[Excerpt Boundary: Start]
Biden presents security, foreign policy team
US President-elect Joe Biden on Tuesday introduced a slate of veteran diplomats and policymakers who will make up his national security and foreign policy team.
Biden, 78, presented his picks for secretary of state, national security adviser, homeland security secretary, intelligence chief, UN ambassador and climate change envoy, AFP reported.
Biden said that after he is inaugurated on January 20 and President Donald Trump leaves the White House, the United States will be “ready to confront our adversaries and not reject our allies” in a jab at Trump’s go-it-alone “America First” policies.
“It is a team that reflects the fact that America is back,” Biden said as the six men and women stood behind him wearing face masks.
Biden’s remarks came after Trump suffered further setbacks in his efforts to overturn the results of the election with unsubstantiated claims of fraud.
Pennsylvania and Nevada certified the November 3 election results
Tuesday, a day after the state of Michigan did so, a move which triggered the General Services Administration (GSA) to launch the transition process.
As more members of his Republican Party came out demanding an end to the impasse, Trump signed off on the GSA move, effectively admitting defeat.
But the president on Tuesday tweeted a picture of himself with the caption “I concede NOTHING!!!!!”
The GSA determination gives Biden access to classified information and will allow his aides to coordinate with officials on addressing the wors
ening coronavirus pandemic.
“We’re already working out meeting with the COVID team in the White House... The outreach has been sincere,” Biden told NBC in his first TV interview since winning the presidency.
Biden said that in his first 100 days in office he would tackle the COVID crisis, scrap Trump policies “damaging” the environment and push legislation offering millions of undocumented residents a route to citizenship.
The slate that Biden unveiled included veterans of the Barack Obama administration and signaled a return to traditional US diplomacy and multilateralism.
Biden said that “America’s going to reassert its role in the world and be a coalition builder,” but he denied it would be like a third term of Obama – whom he served as vice president.
“We face a totally different world,” the president-elect said. “President Trump has changed the landscape. It’s become America First, which meant America alone.”
[Excerpt Boundary: End]
[Given information Boundary: Start]
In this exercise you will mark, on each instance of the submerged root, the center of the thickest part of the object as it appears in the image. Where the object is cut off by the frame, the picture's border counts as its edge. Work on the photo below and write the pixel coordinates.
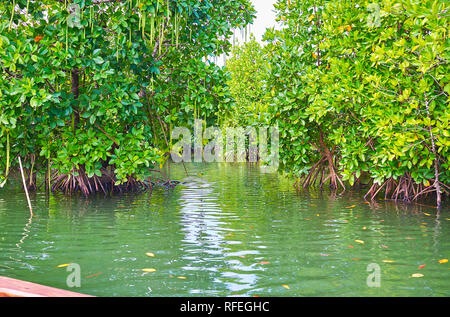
(326, 164)
(404, 189)
(78, 181)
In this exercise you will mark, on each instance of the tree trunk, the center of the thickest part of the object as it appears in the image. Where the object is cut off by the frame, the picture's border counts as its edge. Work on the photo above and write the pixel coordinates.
(75, 90)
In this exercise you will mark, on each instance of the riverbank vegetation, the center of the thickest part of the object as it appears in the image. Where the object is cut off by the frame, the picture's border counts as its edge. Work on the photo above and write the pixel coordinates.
(359, 92)
(90, 89)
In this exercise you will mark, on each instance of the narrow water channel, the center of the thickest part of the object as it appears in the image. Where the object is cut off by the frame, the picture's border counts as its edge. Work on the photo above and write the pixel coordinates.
(229, 230)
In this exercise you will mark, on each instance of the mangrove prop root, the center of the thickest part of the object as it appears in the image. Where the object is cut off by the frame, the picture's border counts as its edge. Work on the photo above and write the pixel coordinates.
(78, 181)
(404, 189)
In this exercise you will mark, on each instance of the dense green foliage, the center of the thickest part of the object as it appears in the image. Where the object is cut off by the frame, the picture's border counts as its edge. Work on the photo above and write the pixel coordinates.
(90, 89)
(360, 92)
(247, 84)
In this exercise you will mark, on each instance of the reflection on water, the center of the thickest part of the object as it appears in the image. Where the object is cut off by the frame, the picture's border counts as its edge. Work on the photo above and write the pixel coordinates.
(229, 230)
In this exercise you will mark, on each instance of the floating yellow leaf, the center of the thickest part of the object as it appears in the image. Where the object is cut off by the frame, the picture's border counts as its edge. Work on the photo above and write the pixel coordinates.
(149, 270)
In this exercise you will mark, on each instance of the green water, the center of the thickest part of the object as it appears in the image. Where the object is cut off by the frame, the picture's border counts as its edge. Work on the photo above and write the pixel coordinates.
(228, 231)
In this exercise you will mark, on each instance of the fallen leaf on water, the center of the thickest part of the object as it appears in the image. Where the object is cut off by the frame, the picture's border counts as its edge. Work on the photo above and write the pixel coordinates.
(149, 270)
(93, 275)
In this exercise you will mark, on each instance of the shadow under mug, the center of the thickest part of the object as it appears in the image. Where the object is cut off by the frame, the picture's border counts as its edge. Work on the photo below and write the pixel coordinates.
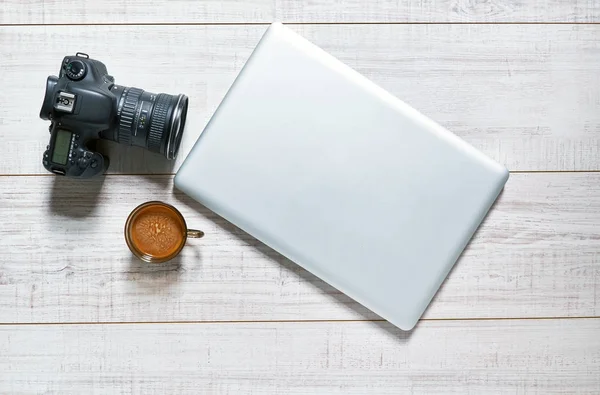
(156, 232)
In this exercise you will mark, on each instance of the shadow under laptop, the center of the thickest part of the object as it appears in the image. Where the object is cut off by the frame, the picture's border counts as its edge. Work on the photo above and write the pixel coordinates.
(76, 198)
(338, 297)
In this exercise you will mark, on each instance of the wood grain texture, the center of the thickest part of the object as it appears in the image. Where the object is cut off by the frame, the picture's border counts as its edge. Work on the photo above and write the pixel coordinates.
(321, 11)
(526, 95)
(63, 259)
(517, 357)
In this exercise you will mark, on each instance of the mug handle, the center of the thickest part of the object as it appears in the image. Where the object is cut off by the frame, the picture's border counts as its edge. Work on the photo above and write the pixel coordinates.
(195, 234)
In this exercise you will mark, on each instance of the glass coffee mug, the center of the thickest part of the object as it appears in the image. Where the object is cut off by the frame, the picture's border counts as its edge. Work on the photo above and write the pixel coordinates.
(156, 232)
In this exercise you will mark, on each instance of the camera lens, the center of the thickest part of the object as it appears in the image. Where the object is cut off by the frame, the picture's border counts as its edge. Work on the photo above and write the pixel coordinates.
(152, 121)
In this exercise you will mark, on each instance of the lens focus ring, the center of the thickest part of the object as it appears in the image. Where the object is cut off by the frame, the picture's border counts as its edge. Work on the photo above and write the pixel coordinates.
(159, 122)
(127, 117)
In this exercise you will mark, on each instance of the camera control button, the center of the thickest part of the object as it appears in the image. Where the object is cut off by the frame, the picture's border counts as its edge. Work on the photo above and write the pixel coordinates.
(83, 163)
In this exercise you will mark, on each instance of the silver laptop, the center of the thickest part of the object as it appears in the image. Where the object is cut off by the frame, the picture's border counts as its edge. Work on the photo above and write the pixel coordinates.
(341, 177)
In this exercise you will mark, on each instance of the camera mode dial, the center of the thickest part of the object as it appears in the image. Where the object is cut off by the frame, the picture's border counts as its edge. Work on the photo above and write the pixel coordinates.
(75, 70)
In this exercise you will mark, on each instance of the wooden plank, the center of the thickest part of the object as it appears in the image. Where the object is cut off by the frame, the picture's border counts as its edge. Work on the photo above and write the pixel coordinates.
(491, 357)
(436, 11)
(63, 259)
(526, 95)
(322, 11)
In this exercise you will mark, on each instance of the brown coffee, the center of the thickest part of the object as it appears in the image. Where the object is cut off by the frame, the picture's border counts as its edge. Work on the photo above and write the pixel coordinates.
(158, 231)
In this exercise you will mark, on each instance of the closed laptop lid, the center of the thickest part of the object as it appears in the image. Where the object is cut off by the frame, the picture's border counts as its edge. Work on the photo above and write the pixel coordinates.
(341, 177)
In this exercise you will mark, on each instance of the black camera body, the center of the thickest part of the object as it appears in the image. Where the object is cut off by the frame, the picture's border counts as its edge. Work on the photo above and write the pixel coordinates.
(84, 104)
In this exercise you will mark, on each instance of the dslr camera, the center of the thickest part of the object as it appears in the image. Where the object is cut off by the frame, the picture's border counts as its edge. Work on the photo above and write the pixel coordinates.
(84, 104)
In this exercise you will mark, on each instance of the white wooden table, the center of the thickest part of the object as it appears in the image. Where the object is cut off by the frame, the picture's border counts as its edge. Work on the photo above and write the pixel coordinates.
(520, 313)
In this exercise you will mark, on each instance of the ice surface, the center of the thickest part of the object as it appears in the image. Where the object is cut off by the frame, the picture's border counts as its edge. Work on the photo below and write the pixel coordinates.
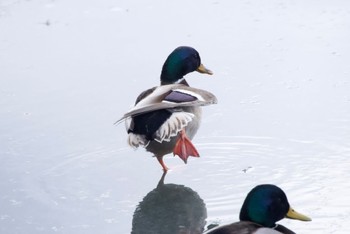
(69, 69)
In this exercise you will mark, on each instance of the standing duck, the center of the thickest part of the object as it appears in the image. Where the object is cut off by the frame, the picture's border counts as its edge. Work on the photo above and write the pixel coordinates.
(263, 207)
(166, 118)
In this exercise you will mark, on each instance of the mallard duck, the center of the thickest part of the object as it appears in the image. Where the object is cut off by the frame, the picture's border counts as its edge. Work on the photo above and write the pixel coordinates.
(166, 118)
(263, 207)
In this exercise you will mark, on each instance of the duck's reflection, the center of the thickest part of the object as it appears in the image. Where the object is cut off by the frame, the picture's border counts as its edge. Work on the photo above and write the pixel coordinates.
(170, 208)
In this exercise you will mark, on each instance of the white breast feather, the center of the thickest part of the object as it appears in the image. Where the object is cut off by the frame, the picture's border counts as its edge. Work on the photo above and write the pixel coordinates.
(171, 127)
(135, 140)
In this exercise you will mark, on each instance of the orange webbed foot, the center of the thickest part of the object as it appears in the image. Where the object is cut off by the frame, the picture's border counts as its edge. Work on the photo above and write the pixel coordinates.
(184, 147)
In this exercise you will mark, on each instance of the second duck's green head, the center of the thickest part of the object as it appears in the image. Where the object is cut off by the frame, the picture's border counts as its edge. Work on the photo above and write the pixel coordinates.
(180, 62)
(266, 204)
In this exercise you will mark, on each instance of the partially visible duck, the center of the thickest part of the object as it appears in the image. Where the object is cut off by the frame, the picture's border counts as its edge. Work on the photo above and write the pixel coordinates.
(263, 207)
(166, 118)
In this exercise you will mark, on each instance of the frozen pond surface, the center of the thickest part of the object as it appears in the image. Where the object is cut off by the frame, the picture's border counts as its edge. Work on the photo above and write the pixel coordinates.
(69, 69)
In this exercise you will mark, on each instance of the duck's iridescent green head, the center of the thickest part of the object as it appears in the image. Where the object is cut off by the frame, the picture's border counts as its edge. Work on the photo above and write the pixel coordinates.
(180, 62)
(266, 204)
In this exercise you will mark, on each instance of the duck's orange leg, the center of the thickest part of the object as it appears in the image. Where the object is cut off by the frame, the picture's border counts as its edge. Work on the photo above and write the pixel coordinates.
(184, 147)
(160, 160)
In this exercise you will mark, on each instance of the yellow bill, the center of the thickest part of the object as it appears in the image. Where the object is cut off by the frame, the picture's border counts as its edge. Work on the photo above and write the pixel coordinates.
(203, 69)
(292, 214)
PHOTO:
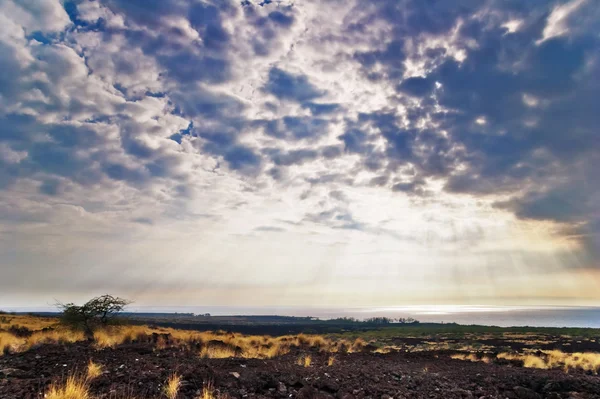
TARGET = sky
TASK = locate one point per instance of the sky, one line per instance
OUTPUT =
(309, 153)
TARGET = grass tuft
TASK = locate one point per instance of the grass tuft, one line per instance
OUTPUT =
(172, 386)
(73, 388)
(94, 370)
(304, 360)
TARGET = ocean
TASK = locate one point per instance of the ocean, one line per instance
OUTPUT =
(503, 316)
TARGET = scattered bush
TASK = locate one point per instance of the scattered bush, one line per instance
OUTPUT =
(172, 386)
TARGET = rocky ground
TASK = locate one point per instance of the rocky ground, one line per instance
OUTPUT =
(139, 370)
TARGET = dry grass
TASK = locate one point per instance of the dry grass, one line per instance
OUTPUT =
(73, 388)
(552, 359)
(211, 352)
(208, 391)
(208, 344)
(471, 357)
(172, 386)
(9, 343)
(94, 370)
(30, 322)
(304, 360)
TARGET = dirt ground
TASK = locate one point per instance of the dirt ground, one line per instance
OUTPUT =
(140, 370)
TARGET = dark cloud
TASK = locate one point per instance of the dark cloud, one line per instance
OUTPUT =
(242, 158)
(297, 128)
(287, 86)
(417, 86)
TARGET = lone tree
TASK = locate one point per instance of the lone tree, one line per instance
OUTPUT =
(97, 312)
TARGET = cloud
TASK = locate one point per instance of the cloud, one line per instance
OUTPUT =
(287, 86)
(361, 123)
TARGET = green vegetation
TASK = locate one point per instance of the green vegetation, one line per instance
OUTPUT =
(97, 312)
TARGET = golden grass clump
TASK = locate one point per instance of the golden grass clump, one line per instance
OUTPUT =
(10, 343)
(94, 370)
(304, 360)
(208, 391)
(357, 345)
(217, 352)
(57, 336)
(471, 357)
(73, 388)
(30, 322)
(172, 386)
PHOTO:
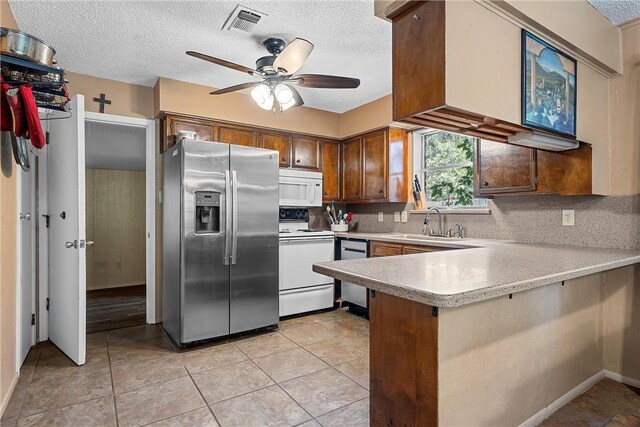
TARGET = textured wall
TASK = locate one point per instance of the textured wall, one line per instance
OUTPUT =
(612, 222)
(8, 256)
(116, 223)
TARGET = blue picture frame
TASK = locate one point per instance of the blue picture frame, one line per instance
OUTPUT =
(549, 87)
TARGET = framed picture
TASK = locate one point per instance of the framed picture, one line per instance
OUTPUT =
(549, 79)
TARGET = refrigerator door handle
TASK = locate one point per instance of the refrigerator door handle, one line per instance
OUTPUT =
(227, 221)
(234, 221)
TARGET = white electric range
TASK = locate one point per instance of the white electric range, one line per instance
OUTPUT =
(301, 289)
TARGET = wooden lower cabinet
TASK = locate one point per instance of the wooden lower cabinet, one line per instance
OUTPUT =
(404, 362)
(379, 249)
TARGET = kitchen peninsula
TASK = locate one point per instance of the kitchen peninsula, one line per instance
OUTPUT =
(492, 333)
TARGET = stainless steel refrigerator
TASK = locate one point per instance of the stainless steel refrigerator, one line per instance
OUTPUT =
(219, 240)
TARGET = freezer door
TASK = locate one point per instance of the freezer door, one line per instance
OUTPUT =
(205, 291)
(254, 266)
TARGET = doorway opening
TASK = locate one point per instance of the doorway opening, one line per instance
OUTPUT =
(116, 228)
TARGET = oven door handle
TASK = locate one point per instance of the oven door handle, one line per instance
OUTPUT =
(313, 239)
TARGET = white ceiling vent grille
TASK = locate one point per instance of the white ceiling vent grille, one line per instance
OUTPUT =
(243, 19)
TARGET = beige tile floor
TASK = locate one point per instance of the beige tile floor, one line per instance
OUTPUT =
(313, 371)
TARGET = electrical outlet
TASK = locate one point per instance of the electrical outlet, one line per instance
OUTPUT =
(569, 217)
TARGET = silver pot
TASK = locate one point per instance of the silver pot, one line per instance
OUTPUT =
(23, 45)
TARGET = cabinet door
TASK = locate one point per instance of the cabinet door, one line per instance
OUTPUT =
(375, 165)
(351, 169)
(237, 135)
(280, 142)
(504, 168)
(204, 129)
(379, 249)
(330, 171)
(307, 153)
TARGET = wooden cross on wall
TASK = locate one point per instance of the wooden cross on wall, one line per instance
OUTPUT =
(102, 101)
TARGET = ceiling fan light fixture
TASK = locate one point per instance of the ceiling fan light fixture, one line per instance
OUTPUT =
(262, 96)
(284, 95)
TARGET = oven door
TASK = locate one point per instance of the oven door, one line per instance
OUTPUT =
(300, 192)
(297, 256)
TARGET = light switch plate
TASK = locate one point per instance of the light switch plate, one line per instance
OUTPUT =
(568, 217)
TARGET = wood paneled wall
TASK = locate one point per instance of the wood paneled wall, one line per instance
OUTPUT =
(115, 201)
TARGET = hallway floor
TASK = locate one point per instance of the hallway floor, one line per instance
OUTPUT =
(116, 308)
(313, 371)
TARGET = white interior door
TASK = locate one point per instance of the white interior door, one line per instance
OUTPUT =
(67, 252)
(26, 242)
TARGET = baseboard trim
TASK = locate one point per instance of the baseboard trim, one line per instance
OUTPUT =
(564, 399)
(5, 399)
(622, 379)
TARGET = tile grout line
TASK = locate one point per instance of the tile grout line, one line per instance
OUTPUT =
(278, 384)
(113, 388)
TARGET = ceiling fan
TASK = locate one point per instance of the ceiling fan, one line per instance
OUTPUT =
(275, 91)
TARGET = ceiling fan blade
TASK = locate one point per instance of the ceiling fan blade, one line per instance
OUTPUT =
(234, 88)
(325, 82)
(222, 62)
(293, 56)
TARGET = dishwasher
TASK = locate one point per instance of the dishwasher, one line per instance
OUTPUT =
(355, 295)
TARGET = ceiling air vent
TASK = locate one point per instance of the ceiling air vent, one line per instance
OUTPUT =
(243, 19)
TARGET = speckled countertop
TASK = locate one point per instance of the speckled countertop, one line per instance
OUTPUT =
(479, 270)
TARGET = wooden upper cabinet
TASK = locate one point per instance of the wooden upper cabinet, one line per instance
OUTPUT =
(418, 80)
(306, 153)
(238, 135)
(280, 142)
(352, 169)
(330, 171)
(504, 168)
(375, 157)
(172, 125)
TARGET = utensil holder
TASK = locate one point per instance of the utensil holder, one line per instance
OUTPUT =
(340, 227)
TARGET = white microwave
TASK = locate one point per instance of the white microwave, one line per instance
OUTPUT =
(300, 188)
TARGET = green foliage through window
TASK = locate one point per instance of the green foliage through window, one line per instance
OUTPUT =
(448, 168)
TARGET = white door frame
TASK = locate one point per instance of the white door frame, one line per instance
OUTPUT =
(19, 238)
(150, 178)
(150, 181)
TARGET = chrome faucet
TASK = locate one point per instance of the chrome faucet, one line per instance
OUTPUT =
(428, 231)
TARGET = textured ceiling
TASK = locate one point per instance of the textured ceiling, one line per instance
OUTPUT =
(138, 41)
(618, 11)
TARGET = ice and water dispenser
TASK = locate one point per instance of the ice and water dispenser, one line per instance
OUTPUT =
(207, 212)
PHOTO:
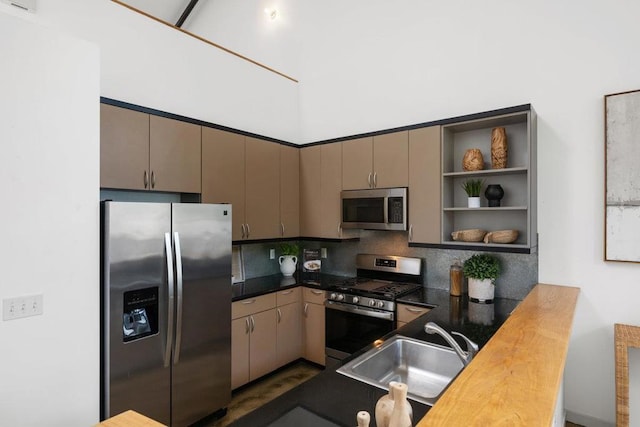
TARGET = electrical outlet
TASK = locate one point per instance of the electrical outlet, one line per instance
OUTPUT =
(19, 307)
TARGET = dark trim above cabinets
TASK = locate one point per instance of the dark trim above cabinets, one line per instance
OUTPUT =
(161, 113)
(441, 122)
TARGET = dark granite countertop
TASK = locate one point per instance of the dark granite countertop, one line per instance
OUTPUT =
(337, 398)
(276, 282)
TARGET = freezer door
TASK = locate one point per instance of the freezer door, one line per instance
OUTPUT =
(202, 353)
(136, 371)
[Given information Boundary: End]
> _Exercises_
**A)** Duplicate everything from "But the president" down to "diplomacy and multilateralism." in the article on Biden's security team, keeping every word and mark unchanged.
**B)** According to the article on Biden's security team, on what date will Biden be inaugurated?
**C)** Which posts did Biden present his picks for, according to the article on Biden's security team? List every one.

> _Answers to this exercise_
**A)**
But the president on Tuesday tweeted a picture of himself with the caption “I concede NOTHING!!!!!”
The GSA determination gives Biden access to classified information and will allow his aides to coordinate with officials on addressing the wors
ening coronavirus pandemic.
“We’re already working out meeting with the COVID team in the White House... The outreach has been sincere,” Biden told NBC in his first TV interview since winning the presidency.
Biden said that in his first 100 days in office he would tackle the COVID crisis, scrap Trump policies “damaging” the environment and push legislation offering millions of undocumented residents a route to citizenship.
The slate that Biden unveiled included veterans of the Barack Obama administration and signaled a return to traditional US diplomacy and multilateralism.

**B)** January 20

**C)**
- Secretary of state
- National security adviser
- Homeland security secretary
- Intelligence chief
- UN ambassador
- Climate change envoy